[Aim] Quote the lines below word for word, but leave the pictures out of your answer.

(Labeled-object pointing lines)
** BEGIN **
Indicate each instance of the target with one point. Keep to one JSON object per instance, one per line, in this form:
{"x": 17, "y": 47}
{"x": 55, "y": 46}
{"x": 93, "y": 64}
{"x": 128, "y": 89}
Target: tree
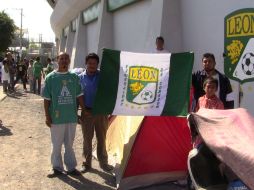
** END **
[Response below]
Indicate each instance of the target with one point. Keep to one JSON object per instance, one per line, in this form:
{"x": 17, "y": 47}
{"x": 55, "y": 46}
{"x": 93, "y": 64}
{"x": 128, "y": 89}
Target: tree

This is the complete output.